§ **TEKST**:
──────────

Nieuws

Eindtoets PO: de belofte van een 'gelijk speelveld' voor toetsaanbieders

Tekst Monique Marreveld, Bea Ros en Jessie van den Broek
Gepubliceerd op 10-06-2015 Gewijzigd op 25-06-2019
Deze zomer kunnen toetsaanbieders zich melden voor de eindtoets PO, die vanaf 2015 verplicht is gesteld. De overheid belooft een 'gelijk speelveld'. Hoe serieus is die belofte?

De Centrale Eindtoets is sinds dit schooljaar verplicht en daarom biedt de overheid deze toets, geproduceerd door stichting Cito, gratis aan. Maar omdat de Tweede Kamer heeft bedongen dat scholen keuzevrijheid moeten hebben, kunnen scholen desgewenst ook een andere eindtoets (gratis) afnemen. Editie 2015 konden ze terecht bij ICE en A-vision, die na veel moeite werden toegelaten. Komende zomer kunnen nieuwe toetsaanbieders zich aanmelden voor editie 2016. Krijgen zij een faire kans?

──────────

§ **AANGELEVERDE RIJEN**:
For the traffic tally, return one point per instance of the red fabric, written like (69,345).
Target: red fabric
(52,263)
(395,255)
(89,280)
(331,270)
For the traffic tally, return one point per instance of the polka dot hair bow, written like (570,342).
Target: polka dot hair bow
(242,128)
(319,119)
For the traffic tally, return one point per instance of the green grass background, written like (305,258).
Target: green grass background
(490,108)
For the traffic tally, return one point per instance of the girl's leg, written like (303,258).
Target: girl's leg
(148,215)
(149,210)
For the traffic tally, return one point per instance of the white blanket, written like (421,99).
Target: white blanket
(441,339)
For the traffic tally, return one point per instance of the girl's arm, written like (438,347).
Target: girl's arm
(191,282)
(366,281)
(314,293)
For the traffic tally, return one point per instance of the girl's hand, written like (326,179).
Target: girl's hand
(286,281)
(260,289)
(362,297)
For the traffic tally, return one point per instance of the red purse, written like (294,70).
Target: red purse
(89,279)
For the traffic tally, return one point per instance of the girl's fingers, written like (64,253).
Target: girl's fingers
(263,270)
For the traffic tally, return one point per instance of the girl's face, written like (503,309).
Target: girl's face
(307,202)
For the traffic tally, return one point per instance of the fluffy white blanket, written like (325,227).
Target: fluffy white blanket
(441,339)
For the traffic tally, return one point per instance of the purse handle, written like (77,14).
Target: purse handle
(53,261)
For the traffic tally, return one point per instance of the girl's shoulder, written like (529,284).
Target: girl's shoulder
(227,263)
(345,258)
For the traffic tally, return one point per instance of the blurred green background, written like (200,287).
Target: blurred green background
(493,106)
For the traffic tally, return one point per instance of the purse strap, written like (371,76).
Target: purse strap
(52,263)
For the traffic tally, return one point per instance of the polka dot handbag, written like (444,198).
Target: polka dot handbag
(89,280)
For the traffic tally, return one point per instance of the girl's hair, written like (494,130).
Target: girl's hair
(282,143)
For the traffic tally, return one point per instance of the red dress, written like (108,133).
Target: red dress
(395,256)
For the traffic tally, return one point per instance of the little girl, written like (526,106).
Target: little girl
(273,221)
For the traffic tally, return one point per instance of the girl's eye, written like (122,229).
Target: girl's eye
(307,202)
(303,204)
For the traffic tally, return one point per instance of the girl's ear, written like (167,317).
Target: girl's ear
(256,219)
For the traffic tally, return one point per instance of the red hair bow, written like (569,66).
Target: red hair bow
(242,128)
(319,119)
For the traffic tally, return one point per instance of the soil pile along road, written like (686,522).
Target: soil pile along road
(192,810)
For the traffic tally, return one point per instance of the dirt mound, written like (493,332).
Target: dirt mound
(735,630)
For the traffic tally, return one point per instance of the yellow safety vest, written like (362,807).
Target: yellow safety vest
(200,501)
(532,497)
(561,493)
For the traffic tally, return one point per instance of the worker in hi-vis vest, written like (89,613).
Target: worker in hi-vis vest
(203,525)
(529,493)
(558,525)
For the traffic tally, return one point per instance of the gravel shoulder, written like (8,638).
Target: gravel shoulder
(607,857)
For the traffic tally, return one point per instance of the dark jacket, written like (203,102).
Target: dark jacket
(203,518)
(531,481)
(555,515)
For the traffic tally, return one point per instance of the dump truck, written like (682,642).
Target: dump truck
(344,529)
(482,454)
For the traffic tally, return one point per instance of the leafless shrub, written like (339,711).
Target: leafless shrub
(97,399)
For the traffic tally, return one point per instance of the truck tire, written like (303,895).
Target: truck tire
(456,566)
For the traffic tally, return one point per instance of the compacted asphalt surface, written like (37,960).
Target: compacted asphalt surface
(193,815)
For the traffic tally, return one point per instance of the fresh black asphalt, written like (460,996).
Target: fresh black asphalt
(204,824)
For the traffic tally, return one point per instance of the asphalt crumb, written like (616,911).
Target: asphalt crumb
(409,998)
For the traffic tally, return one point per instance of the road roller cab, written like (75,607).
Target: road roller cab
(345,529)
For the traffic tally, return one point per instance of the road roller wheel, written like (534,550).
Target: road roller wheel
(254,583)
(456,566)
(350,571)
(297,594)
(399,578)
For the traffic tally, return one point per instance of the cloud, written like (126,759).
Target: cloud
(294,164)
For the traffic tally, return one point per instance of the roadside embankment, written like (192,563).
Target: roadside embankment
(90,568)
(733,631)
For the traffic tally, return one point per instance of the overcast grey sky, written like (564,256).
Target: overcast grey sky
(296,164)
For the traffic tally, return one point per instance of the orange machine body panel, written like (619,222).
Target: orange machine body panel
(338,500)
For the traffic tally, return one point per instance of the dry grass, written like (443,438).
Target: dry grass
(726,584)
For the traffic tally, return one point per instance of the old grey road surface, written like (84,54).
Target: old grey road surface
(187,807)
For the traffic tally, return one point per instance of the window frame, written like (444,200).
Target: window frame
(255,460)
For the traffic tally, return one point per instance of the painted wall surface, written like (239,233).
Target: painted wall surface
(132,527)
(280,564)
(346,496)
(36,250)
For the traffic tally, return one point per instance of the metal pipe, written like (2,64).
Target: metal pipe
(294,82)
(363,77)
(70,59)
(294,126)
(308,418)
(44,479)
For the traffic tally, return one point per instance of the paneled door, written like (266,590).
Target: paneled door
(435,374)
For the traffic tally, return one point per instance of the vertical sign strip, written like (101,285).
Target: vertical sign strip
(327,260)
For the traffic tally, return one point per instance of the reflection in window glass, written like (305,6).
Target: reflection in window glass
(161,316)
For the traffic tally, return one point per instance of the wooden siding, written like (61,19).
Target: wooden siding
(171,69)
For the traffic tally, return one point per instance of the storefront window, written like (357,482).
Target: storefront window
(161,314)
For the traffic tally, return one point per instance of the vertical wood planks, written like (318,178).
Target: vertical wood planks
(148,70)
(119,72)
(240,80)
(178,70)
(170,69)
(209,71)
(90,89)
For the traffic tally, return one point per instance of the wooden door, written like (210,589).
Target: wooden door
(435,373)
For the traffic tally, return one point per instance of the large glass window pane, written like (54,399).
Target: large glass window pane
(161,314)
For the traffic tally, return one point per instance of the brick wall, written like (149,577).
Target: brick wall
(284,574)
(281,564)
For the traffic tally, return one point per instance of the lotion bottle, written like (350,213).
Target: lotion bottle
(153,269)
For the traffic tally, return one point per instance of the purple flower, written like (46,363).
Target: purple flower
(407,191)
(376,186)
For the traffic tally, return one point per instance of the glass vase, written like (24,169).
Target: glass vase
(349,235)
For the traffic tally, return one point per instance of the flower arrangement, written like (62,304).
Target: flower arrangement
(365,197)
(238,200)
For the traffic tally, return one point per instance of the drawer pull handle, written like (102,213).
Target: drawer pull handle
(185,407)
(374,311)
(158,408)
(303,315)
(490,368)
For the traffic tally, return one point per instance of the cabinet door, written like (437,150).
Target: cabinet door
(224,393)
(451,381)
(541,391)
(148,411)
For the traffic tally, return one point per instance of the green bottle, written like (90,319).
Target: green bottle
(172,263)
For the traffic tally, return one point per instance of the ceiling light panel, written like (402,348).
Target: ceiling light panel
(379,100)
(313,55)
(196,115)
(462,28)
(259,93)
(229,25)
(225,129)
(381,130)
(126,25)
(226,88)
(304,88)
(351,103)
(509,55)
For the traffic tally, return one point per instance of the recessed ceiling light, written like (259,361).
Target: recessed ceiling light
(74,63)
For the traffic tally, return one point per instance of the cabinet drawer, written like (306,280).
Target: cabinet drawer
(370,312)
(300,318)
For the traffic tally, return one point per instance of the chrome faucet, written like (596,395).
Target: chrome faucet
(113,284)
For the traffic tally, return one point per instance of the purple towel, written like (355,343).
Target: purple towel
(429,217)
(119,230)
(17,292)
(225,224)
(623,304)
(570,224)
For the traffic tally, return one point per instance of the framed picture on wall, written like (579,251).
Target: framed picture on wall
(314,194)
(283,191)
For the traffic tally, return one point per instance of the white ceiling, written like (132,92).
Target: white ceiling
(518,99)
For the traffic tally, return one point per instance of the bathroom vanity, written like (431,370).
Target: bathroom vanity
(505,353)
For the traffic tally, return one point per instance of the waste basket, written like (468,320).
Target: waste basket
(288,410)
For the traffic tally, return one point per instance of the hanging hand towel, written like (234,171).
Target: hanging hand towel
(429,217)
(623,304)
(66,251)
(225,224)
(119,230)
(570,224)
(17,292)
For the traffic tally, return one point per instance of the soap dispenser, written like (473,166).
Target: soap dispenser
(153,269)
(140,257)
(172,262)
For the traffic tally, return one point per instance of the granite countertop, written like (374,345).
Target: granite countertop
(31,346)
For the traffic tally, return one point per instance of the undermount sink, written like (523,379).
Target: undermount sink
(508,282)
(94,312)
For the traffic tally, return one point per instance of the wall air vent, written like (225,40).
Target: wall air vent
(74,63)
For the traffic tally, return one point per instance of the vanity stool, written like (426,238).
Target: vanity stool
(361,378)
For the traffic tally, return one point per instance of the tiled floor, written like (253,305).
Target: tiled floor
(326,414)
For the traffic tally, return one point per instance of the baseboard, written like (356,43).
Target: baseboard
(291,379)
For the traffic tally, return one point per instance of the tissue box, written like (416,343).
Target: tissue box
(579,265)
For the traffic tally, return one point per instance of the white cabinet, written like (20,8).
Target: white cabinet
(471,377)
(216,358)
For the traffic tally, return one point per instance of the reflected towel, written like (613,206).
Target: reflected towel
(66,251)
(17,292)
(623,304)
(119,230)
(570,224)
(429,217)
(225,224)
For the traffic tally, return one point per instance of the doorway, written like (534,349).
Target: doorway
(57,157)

──────────

§ **OPDRACHT**: Noem alle auteurs die bij de tekst over de eindtoets PO staan vermeld. De rijen komen uit een andere bron dan de tekst.

§ **UITWERKING**: Monique Marreveld, Bea Ros en Jessie van den Broek